#### WORK INSTRUCTION:
How many lines in the data below include the word "front"? Respond with the number, nothing more.

#### DATASET EXTRACT:
※

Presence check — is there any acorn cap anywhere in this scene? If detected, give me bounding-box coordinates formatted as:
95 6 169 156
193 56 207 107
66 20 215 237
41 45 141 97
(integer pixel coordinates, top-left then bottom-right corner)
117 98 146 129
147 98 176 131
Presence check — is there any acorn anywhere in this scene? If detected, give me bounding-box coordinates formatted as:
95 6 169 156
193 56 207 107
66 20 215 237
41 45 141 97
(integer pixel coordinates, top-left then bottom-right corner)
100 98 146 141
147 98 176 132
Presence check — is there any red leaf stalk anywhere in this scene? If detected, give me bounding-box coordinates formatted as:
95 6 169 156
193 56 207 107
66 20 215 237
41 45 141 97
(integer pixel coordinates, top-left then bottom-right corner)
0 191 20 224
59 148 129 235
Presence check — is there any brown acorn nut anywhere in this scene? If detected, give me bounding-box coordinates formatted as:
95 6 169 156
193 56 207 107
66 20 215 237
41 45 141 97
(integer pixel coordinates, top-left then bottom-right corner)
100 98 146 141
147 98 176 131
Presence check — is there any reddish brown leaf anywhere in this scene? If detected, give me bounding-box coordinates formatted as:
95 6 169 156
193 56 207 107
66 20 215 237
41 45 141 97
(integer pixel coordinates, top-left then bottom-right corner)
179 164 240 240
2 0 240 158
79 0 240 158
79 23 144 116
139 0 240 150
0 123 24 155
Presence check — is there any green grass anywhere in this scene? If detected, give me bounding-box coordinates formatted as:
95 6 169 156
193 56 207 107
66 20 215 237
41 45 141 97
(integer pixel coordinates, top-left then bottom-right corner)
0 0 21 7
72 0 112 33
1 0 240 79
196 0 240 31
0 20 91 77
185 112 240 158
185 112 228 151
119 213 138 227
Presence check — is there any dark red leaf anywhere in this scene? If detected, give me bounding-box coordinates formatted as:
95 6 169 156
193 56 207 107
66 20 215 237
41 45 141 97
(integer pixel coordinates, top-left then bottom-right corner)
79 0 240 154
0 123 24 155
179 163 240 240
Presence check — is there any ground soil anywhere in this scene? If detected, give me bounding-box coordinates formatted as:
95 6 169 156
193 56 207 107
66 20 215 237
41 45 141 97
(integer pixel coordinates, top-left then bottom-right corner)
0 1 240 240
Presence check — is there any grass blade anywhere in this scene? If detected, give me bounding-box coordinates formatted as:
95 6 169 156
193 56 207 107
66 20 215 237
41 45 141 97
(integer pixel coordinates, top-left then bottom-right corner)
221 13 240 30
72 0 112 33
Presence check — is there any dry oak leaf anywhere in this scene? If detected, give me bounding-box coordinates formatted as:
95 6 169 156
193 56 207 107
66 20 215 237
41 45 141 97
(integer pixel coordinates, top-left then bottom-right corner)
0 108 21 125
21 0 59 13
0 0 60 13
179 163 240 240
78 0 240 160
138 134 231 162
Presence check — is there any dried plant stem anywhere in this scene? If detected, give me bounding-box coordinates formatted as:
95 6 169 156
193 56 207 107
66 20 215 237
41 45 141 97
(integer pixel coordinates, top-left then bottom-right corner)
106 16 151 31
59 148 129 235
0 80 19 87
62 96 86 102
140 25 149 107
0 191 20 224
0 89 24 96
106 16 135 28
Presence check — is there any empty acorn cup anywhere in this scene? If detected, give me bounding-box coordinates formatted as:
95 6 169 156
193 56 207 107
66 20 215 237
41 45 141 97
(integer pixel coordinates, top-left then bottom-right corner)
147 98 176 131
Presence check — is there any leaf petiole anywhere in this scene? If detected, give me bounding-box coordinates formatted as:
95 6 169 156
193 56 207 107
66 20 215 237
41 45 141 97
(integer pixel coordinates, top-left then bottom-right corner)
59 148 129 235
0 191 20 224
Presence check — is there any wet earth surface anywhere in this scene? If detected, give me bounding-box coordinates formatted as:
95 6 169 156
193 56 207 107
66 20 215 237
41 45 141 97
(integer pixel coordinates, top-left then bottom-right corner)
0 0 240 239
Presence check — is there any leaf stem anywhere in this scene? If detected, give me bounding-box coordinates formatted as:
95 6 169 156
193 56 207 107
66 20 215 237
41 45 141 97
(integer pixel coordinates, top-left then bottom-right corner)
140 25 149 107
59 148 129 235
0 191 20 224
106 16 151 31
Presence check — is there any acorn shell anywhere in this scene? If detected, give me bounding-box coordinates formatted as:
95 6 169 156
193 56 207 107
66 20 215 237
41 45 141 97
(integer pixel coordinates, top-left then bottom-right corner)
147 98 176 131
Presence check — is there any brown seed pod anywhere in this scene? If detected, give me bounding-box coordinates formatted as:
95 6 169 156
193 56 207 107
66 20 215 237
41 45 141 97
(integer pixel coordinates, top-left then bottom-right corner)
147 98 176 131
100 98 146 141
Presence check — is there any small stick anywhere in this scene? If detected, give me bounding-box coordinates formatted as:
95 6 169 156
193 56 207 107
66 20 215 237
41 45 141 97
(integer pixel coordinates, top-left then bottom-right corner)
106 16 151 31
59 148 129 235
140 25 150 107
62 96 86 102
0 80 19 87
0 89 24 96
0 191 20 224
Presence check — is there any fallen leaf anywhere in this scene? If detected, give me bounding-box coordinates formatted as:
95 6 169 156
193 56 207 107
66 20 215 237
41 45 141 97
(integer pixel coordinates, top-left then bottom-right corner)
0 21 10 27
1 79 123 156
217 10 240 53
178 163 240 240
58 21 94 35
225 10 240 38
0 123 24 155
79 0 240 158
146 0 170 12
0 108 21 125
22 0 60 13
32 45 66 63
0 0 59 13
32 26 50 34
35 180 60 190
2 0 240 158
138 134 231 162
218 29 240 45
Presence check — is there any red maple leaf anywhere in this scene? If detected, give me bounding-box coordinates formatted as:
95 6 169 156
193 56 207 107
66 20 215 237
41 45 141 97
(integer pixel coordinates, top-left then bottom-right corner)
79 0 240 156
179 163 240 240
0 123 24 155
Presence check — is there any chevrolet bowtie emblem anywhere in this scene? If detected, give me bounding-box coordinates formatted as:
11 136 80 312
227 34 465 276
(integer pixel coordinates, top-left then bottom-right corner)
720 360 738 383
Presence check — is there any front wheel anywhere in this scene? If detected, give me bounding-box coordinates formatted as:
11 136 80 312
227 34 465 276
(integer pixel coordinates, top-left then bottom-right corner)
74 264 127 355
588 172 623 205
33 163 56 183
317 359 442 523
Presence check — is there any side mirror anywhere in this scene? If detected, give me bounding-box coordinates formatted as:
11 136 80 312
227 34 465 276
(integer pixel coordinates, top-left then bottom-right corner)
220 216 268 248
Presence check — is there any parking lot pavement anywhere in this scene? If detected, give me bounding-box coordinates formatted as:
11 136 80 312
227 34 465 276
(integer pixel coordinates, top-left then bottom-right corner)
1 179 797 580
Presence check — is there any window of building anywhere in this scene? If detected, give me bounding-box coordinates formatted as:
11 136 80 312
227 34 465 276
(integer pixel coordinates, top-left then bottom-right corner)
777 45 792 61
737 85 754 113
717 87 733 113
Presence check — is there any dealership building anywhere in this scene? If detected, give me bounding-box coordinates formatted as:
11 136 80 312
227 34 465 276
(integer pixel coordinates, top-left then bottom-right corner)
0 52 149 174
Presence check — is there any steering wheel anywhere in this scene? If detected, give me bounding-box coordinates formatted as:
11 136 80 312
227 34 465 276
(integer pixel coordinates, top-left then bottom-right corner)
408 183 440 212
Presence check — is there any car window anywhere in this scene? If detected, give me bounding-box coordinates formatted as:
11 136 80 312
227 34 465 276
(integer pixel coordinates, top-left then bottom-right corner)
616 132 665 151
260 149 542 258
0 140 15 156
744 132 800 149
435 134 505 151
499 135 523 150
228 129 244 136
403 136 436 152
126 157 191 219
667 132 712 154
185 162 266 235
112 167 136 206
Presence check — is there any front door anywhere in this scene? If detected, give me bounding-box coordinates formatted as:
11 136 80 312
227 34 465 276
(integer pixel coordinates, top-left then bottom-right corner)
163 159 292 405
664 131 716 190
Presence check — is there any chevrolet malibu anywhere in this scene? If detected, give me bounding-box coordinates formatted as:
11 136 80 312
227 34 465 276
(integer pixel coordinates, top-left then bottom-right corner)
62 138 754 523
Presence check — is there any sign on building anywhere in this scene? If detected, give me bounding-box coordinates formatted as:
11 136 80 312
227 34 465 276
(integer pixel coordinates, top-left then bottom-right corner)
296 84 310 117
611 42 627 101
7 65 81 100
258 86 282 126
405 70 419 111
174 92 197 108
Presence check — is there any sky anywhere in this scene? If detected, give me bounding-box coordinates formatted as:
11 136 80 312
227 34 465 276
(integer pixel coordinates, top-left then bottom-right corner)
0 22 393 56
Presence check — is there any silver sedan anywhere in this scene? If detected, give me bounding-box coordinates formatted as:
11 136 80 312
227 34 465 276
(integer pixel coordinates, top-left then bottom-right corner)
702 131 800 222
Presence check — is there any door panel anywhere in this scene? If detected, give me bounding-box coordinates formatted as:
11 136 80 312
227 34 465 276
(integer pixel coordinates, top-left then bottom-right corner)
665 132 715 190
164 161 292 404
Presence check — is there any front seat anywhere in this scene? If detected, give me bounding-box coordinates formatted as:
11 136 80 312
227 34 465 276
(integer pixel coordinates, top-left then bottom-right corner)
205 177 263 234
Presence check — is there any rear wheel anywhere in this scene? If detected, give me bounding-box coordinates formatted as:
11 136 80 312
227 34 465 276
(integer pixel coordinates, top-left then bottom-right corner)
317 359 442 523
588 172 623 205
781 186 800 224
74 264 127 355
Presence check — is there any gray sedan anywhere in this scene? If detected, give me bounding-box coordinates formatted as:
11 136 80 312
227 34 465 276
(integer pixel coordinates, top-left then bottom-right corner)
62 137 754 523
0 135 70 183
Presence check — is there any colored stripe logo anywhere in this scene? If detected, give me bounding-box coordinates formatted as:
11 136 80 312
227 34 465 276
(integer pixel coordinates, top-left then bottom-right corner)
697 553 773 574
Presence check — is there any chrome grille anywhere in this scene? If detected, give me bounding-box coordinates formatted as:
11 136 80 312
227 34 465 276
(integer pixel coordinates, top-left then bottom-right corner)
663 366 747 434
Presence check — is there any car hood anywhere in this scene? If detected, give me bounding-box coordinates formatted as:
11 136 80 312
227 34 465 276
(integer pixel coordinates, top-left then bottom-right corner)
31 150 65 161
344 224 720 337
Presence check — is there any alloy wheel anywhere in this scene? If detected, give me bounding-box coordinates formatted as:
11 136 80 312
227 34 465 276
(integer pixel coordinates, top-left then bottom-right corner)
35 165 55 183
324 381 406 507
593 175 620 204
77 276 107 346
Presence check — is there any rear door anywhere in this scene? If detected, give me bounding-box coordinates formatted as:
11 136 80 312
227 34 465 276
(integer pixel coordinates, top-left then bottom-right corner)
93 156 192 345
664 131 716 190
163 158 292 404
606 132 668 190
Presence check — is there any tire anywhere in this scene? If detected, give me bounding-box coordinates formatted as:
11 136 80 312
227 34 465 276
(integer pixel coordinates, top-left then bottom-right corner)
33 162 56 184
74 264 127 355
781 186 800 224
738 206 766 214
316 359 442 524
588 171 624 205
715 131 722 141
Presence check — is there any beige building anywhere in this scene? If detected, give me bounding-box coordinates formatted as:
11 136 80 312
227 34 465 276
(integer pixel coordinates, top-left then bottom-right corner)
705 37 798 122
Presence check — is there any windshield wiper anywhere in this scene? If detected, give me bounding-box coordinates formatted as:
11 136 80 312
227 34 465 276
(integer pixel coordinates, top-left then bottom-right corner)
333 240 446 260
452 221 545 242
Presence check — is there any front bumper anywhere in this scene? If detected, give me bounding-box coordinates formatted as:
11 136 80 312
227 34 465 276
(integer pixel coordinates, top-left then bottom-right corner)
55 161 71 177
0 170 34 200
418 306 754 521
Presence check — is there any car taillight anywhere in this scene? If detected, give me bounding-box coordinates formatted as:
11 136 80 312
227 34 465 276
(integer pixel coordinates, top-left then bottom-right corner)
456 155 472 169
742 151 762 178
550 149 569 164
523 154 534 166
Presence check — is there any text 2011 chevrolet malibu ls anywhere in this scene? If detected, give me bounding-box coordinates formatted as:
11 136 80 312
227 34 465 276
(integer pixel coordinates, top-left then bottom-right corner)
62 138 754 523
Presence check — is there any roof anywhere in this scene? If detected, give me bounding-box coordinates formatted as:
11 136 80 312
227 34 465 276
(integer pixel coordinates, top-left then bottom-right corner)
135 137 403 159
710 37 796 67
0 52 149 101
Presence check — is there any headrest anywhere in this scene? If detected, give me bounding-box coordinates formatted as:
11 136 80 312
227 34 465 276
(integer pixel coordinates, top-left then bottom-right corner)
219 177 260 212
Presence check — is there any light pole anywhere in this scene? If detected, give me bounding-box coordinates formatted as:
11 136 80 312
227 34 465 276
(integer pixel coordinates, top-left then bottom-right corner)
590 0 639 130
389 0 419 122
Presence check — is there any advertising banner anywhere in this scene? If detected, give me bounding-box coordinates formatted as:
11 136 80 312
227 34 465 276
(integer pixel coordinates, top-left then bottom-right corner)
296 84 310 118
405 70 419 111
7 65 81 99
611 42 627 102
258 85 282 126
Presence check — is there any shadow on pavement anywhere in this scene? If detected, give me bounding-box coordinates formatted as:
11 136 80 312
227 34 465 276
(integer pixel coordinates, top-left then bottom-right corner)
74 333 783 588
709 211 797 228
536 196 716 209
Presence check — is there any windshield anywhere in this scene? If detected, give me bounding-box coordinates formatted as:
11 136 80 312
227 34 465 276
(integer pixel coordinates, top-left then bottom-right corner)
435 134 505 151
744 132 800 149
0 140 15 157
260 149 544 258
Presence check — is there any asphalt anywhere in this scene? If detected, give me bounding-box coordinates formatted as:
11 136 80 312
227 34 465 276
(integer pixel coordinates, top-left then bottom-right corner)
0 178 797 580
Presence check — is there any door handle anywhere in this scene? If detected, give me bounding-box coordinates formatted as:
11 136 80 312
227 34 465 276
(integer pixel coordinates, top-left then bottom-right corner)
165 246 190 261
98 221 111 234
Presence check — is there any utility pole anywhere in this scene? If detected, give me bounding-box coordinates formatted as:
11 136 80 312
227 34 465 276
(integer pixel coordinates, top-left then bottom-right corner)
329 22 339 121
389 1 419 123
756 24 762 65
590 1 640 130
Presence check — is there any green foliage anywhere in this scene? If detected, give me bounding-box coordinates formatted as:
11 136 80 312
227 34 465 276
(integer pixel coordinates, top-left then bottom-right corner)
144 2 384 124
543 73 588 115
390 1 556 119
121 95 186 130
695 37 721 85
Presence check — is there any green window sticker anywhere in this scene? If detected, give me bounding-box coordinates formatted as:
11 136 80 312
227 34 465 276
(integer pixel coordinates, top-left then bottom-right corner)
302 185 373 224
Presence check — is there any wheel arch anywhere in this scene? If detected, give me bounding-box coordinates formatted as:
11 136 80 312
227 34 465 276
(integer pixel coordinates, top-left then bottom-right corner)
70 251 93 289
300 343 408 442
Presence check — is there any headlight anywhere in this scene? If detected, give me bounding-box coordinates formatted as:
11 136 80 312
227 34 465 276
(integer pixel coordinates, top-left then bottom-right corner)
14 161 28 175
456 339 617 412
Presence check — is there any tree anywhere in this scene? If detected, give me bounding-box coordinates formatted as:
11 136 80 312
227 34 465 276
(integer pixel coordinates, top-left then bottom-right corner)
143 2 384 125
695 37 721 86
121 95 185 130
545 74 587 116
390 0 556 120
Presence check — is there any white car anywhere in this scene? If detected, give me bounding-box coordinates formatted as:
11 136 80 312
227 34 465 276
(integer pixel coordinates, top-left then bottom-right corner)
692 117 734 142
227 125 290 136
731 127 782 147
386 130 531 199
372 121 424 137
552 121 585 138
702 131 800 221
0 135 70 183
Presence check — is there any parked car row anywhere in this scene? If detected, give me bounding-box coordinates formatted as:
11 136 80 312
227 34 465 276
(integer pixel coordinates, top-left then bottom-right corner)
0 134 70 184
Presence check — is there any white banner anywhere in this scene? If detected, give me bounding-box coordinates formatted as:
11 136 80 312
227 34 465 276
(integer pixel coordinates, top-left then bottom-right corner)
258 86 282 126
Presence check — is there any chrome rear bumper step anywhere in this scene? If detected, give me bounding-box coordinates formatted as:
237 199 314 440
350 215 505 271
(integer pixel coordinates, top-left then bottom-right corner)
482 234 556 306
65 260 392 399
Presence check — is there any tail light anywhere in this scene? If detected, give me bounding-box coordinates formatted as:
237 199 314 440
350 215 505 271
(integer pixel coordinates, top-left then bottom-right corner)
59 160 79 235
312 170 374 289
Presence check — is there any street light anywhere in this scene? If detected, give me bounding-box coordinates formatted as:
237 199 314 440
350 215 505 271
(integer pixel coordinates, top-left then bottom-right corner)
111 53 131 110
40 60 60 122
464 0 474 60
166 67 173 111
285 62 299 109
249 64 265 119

※

#### RESPONSE BOX:
4